Work instruction 1
Using the passage on Nelson Rockefeller, answer each question in a few words:
(a) In what year did Rockefeller graduate from Dartmouth College?
(b) Whom did he defeat in 1958 to become Governor of New York?
(c) Which president put him at the head of the Advisory Committee on Government Organization?
Work instruction 2
Go on with the passage on Nelson Rockefeller's career, picking up right after its last sentence.

Source passage
########################################
Nelson Aldrich Rockefeller was born in Bar Harbor, Maine on 8 July 1908, the son of John D. Rockefeller Jr. and one of six children; one of his brothers was Arkansas governor Winthrop Rockefeller. Rockefeller graduated from Dartmouth College in 1930 with a bachelor degree in economics, and he worked for Chase National Bank, Rockefeller Center, and other family businesses for years. He developed an interest in Latin America while working with petroleum companies, and he became fluent in Spanish. In 1940, he was appointed Coordinator of Inter-American Affairs (CIAA) by President Franklin D. Roosevelt after Rockefeller expressed his concerns about growing Nazi influence in South America. In 1945, Rockefeller attended the United Nations founding conference in San Francisco, and he persuaded the UN to make New York City its headquarters. However, President Harry S. Truman shut down the CIAA, reversed his policies, and fired him, and Rockefeller returned to New York.
In 1952, President Dwight D. Eisenhower appointed Rockefeller to head the Advisory Committee on Government Organization, and Rockefeller oversaw the creation of the US Department of Health, Education, and Welfare (now the US Department of Health and Human Services). In 1956, he resigned from the federal government to focus on national politics, and he defeated Democratic Party incumbent W. Averell Harriman to become Governor of New York in 1958, a year that was generally seen as a year of victories for the Democrats. In 1962, 1966, and 1970, Rockefeller won re-election. He lent his name to the liberal "Rockefeller Republicans", a moderate faction of the Republican Party that supported social liberalism and fiscal conservatism. He increased the state's role in education, environmental protection, transportation, housing, welfare, medical aid, civil rights, and the arts, and he increased the sales tax to pay for increased government spending. He also turned the State University of New York into the nation's largest system of public higher education, and he supported the expansion of state parks, reformed the transportation system, created more low-income housing, advocated the total prohibition of discrimination in housing and places of public accomodation, outlawing blockbusting. As a "law and order" candidate, he doubled the size of the state police, and he also implemented harsher punishments on drug users.
########################################
Records supplied

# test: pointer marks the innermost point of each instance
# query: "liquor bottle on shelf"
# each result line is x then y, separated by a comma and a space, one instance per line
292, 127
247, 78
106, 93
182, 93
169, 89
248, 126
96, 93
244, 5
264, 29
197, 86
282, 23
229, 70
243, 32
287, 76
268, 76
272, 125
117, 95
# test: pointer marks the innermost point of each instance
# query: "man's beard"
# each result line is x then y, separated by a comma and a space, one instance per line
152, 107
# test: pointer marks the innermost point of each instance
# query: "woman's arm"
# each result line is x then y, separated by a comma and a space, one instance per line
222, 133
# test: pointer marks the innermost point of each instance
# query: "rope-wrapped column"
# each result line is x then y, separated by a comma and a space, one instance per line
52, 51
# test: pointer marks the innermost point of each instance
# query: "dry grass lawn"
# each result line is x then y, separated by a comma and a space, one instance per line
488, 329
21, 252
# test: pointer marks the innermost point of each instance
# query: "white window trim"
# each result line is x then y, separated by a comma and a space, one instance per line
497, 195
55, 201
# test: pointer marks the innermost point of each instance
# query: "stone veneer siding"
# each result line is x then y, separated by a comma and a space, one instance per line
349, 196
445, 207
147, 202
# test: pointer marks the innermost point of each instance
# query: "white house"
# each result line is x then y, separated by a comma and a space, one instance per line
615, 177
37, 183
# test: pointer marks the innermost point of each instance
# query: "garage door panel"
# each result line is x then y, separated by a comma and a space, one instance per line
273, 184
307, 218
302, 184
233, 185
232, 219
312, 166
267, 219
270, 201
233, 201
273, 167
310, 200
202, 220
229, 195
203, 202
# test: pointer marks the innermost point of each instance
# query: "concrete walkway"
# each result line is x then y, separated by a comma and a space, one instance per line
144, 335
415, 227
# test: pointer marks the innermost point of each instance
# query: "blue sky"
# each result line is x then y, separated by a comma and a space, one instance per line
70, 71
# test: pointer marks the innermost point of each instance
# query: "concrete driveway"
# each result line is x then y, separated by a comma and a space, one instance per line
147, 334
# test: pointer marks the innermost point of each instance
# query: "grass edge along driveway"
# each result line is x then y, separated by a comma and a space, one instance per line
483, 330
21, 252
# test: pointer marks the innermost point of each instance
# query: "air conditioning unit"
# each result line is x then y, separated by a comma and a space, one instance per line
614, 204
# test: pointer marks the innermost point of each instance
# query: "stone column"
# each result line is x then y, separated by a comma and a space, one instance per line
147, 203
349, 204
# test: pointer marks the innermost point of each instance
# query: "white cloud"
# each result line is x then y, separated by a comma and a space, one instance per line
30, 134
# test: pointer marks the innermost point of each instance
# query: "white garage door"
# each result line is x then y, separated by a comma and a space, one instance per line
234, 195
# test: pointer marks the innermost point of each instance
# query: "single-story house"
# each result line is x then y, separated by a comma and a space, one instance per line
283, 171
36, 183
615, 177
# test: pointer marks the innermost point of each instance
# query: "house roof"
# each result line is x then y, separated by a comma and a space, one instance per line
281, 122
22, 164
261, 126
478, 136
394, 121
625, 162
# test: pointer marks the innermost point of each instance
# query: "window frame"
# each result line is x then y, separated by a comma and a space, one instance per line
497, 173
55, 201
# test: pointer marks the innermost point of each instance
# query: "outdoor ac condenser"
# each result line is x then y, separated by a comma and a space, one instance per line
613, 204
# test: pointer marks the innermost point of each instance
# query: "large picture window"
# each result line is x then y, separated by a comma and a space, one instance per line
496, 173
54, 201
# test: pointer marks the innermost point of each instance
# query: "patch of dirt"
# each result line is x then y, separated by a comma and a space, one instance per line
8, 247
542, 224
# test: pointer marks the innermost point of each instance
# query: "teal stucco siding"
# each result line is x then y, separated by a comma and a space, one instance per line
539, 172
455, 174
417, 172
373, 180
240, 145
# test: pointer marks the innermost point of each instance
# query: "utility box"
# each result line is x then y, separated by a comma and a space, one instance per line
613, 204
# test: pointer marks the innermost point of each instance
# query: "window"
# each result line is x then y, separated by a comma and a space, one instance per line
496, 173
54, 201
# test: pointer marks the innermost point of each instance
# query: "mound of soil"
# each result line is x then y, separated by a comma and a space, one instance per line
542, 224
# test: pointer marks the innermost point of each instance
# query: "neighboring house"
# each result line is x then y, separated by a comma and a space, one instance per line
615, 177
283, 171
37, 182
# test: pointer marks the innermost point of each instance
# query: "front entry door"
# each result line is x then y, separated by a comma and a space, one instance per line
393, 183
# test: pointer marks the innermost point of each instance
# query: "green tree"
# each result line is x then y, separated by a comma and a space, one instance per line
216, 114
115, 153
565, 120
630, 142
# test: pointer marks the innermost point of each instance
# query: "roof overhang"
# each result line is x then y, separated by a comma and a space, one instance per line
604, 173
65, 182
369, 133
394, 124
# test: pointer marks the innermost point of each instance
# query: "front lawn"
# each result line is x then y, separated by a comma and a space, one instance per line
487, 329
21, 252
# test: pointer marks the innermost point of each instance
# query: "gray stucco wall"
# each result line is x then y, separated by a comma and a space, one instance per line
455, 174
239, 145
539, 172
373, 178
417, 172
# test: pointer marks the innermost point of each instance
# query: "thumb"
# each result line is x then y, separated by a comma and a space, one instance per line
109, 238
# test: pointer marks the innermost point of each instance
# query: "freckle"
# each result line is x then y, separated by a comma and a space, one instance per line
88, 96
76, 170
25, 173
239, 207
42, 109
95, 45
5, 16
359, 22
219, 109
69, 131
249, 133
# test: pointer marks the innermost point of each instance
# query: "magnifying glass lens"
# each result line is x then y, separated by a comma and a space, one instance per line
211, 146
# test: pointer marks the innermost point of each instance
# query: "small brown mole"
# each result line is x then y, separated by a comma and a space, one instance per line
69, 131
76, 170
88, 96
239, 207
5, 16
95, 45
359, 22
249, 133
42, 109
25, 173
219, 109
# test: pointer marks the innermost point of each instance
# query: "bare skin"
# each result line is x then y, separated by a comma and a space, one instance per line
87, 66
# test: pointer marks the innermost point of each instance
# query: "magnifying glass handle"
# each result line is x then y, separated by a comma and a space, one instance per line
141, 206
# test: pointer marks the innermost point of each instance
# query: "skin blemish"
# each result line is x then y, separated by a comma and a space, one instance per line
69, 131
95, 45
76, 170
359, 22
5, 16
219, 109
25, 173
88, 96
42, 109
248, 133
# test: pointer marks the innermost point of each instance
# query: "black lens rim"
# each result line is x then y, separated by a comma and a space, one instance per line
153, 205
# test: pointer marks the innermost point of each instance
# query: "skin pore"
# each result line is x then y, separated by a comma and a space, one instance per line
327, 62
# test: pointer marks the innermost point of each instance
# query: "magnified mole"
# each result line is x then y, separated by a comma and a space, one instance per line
########################################
Final answer 1
(a) 1930
(b) W. Averell Harriman
(c) Dwight D. Eisenhower

Final answer 2
In 1960, 1964, and 1968, Rockefeller sought the Republican candidacy for president; in 1960, Nixon surged ahead in popularity, while Rockefeller found himself challenged by the conservative Republican Barry Goldwater in 1964; Goldwater ultimately clinched the Republican nomination due to his right-wing views. President Nixon later adopted many of Rockefeller's views, and he made him the leader of a presidential mission to Latin America, and he called for more effective aid programs in the region. When Nixon resigned in 1974, Gerald Ford became President, and he named Rockefeller his Vice-President. Chief of Staff Donald Rumsfeld prevented Rockefeller from controlling domestic policy, but he took over the "Whip Inflation Now" program. In 1976, Rockefeller decided not to run as Ford's running mate, and Bob Dole became Ford's new running mate. In 1977, Rockefeller was awarded the Presidential Medal of Freedom by Ford. He died at one of his New York City offices from a heart attack on 26 January 1979 at the age of 70. The Rockefeller Republicans would soon die out with him, with the Establishment Republicans' power being shattered in the 2016 election.